--- BEGIN ---

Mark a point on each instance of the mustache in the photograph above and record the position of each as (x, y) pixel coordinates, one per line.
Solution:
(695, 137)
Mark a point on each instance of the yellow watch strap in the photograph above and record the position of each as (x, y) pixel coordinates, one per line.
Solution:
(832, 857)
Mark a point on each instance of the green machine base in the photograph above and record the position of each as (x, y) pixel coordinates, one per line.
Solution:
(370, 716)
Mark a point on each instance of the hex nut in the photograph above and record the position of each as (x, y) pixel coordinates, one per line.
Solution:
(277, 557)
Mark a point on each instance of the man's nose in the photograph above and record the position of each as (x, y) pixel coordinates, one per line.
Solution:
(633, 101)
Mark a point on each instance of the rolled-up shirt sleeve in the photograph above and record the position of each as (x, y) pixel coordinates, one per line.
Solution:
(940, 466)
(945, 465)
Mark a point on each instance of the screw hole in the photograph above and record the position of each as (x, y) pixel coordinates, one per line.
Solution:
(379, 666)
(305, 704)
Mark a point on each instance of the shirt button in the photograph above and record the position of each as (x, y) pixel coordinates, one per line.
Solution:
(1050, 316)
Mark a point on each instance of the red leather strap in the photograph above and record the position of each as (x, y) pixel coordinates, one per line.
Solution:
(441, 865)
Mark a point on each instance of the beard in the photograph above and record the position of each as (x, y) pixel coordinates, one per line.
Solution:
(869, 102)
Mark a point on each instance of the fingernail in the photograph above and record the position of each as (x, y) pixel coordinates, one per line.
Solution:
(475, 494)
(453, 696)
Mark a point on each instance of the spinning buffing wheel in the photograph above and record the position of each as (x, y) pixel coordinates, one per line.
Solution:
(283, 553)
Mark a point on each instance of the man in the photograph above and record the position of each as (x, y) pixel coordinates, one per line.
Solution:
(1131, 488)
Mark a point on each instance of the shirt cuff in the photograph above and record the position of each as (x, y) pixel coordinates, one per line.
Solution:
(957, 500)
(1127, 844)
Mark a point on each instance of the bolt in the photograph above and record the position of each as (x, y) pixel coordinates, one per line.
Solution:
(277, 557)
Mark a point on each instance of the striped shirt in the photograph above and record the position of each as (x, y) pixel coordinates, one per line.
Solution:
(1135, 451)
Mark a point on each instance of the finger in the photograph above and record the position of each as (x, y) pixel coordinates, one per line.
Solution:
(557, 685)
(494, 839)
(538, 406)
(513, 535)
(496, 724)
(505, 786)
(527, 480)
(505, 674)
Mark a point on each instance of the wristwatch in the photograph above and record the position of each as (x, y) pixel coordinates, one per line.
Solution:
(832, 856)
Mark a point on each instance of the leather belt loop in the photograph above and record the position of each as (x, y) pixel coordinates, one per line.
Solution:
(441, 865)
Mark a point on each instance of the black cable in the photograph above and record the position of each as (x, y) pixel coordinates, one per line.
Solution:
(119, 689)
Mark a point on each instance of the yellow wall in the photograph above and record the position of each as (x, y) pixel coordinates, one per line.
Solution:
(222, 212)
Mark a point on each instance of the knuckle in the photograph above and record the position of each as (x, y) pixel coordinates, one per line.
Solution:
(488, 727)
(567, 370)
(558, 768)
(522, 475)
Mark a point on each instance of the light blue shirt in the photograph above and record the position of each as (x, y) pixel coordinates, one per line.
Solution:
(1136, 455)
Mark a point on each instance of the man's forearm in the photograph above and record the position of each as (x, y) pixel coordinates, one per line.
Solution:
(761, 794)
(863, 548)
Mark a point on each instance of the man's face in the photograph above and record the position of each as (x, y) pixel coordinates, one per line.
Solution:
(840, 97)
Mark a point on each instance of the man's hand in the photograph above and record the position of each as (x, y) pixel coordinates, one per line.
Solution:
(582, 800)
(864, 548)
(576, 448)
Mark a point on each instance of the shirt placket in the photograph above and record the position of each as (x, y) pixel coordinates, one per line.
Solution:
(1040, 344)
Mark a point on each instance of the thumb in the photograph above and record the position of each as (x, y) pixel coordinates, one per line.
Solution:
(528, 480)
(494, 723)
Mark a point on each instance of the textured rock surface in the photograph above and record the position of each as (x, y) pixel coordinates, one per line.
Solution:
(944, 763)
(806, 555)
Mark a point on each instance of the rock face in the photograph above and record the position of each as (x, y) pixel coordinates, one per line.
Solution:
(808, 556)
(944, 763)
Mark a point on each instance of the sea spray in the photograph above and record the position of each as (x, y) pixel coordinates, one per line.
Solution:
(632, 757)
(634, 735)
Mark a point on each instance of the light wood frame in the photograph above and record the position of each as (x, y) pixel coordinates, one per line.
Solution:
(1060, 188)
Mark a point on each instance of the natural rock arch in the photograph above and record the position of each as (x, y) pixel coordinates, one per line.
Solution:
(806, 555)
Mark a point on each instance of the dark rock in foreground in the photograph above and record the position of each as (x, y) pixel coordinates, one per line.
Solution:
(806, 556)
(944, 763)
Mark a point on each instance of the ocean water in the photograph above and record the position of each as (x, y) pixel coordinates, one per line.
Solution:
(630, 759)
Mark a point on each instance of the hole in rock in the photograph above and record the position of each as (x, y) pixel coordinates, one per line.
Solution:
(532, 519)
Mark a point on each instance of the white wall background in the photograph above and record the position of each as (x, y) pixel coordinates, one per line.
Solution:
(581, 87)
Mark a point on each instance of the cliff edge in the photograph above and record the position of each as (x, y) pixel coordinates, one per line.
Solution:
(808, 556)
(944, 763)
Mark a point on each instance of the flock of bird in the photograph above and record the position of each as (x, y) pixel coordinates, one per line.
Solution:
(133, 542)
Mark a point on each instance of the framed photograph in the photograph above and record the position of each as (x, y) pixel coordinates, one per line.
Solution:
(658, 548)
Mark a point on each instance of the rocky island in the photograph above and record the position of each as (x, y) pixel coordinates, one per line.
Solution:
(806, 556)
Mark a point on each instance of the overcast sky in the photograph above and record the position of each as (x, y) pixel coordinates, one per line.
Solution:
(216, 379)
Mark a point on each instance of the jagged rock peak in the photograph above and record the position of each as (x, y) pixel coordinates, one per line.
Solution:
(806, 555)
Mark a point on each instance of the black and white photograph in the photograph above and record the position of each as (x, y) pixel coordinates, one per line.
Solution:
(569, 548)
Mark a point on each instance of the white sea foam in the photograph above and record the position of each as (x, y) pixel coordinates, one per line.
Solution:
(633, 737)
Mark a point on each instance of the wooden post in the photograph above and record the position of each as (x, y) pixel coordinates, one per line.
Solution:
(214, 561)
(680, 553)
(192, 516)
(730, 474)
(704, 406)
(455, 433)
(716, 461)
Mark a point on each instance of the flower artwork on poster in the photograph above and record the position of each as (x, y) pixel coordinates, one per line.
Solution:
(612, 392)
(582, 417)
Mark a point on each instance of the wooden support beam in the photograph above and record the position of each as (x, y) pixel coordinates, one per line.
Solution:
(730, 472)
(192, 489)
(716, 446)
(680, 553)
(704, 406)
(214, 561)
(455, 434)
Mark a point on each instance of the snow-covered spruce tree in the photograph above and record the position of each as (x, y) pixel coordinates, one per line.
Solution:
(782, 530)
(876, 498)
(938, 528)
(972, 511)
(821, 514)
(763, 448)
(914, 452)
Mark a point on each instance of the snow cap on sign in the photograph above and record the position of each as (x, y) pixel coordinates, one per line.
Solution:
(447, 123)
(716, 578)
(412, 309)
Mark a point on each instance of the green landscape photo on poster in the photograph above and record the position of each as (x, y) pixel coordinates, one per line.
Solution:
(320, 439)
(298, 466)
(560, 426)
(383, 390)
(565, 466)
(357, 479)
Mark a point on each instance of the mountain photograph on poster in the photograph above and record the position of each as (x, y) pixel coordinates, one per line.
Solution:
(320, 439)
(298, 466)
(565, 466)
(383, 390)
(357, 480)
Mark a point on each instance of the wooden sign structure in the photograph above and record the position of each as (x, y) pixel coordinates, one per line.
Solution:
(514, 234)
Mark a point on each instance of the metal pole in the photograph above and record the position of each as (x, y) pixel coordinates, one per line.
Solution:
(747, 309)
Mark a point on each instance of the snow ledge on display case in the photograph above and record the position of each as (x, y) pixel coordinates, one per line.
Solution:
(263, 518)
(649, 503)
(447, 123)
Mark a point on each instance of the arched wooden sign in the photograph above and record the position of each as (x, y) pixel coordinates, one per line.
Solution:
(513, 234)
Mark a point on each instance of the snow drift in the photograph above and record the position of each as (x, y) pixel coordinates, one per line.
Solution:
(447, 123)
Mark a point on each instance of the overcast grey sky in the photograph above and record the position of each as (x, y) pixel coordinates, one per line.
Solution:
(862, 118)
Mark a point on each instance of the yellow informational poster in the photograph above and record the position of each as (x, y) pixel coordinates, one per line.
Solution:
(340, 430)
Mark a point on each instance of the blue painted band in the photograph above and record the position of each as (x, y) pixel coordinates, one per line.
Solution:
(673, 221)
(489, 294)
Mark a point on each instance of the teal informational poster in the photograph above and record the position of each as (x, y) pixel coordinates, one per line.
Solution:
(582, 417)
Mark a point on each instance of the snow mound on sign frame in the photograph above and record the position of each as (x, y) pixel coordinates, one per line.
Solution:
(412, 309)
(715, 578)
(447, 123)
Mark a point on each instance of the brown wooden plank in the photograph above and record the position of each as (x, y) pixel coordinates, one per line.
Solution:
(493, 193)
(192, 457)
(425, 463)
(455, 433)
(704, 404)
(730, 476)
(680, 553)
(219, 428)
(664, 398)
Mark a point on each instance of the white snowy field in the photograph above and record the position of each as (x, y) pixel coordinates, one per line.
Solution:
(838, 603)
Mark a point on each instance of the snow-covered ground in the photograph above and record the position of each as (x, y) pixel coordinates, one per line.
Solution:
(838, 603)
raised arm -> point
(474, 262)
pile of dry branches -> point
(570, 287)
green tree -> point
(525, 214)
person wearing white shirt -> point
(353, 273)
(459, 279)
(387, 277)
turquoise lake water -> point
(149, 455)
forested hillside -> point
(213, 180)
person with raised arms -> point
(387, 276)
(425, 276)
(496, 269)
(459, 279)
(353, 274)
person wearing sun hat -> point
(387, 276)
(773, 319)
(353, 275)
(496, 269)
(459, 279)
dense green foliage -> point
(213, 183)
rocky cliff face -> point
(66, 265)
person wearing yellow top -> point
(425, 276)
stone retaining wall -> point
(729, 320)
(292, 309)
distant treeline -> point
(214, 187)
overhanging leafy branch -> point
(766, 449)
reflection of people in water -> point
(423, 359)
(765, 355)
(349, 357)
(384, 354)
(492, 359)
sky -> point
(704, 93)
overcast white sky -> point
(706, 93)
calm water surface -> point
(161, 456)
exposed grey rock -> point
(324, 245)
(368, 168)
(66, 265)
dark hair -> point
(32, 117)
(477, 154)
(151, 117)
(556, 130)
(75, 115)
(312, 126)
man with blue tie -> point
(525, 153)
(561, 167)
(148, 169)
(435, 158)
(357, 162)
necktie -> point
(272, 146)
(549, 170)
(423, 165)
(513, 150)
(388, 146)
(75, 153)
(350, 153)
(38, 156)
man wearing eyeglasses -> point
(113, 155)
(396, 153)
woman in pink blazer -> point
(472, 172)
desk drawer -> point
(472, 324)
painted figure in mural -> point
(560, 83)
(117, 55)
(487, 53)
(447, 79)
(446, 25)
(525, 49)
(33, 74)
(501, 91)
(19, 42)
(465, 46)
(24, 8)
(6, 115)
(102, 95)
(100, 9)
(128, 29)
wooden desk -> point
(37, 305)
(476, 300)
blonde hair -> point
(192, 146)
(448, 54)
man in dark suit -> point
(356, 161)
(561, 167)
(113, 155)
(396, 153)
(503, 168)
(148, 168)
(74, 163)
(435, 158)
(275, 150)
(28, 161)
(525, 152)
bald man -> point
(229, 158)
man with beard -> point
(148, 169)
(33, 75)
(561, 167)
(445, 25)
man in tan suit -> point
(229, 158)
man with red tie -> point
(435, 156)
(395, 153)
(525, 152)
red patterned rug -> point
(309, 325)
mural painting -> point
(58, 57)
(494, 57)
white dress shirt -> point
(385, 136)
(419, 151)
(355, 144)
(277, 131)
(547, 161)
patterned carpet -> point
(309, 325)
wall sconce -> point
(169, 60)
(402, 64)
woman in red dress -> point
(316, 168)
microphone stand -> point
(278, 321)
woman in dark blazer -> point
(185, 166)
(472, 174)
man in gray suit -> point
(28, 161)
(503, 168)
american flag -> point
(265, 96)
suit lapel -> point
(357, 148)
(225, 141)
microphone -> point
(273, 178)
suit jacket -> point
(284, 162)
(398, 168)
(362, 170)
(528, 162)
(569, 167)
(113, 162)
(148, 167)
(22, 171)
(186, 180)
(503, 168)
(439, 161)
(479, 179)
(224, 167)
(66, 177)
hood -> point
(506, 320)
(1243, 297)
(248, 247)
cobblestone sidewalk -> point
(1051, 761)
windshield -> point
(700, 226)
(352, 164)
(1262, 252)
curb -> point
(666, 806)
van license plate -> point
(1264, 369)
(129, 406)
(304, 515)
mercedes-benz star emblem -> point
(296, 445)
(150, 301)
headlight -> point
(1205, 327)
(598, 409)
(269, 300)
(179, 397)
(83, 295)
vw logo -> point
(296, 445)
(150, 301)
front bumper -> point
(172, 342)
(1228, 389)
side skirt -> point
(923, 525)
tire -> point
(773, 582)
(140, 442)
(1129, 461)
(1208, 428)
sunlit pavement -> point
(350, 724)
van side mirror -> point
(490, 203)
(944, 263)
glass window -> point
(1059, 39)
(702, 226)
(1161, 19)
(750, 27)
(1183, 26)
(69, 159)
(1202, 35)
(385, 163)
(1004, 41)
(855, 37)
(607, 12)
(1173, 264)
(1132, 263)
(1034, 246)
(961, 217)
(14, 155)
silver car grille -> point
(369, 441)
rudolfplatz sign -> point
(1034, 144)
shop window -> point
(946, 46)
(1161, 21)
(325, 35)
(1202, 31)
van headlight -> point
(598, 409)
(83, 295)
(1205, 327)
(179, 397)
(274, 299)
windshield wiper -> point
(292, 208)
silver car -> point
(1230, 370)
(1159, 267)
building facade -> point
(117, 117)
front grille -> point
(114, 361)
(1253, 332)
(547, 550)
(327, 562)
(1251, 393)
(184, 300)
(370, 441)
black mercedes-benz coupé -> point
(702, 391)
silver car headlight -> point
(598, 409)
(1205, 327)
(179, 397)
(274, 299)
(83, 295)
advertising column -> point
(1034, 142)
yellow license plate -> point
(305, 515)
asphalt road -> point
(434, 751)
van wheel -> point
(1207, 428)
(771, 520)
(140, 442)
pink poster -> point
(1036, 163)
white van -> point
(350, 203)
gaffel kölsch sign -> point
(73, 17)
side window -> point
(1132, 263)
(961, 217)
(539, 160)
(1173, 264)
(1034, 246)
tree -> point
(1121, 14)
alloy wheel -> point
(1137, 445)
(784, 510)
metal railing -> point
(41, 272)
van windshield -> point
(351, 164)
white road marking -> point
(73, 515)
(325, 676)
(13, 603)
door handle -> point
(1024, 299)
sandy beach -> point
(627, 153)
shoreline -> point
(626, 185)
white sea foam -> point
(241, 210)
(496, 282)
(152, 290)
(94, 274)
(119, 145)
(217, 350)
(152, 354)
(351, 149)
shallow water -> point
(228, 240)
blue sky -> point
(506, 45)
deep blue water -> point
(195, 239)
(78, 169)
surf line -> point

--- END ---

→ Instructions to follow: Every line from the one containing "advertising column -> point" through the last line must be copied exactly; leave out the rest.

→ Output:
advertising column -> point
(1034, 142)
yellow license plate -> point
(305, 515)
asphalt road -> point
(434, 751)
van wheel -> point
(1207, 428)
(771, 520)
(140, 442)
pink poster -> point
(1036, 163)
white van -> point
(350, 203)
gaffel kölsch sign -> point
(73, 17)
side window -> point
(1132, 263)
(961, 217)
(539, 160)
(1173, 264)
(1034, 246)
tree -> point
(1121, 14)
alloy wheel -> point
(1137, 445)
(784, 510)
metal railing -> point
(41, 272)
van windshield -> point
(351, 164)
white road marking -> point
(73, 515)
(325, 676)
(13, 603)
door handle -> point
(1024, 299)
sandy beach -> point
(627, 153)
shoreline -> point
(626, 185)
white sea foam -> point
(241, 210)
(496, 282)
(152, 290)
(94, 274)
(119, 145)
(217, 350)
(152, 354)
(351, 149)
shallow water -> point
(228, 240)
blue sky -> point
(506, 45)
deep blue water -> point
(195, 239)
(78, 169)
surf line -> point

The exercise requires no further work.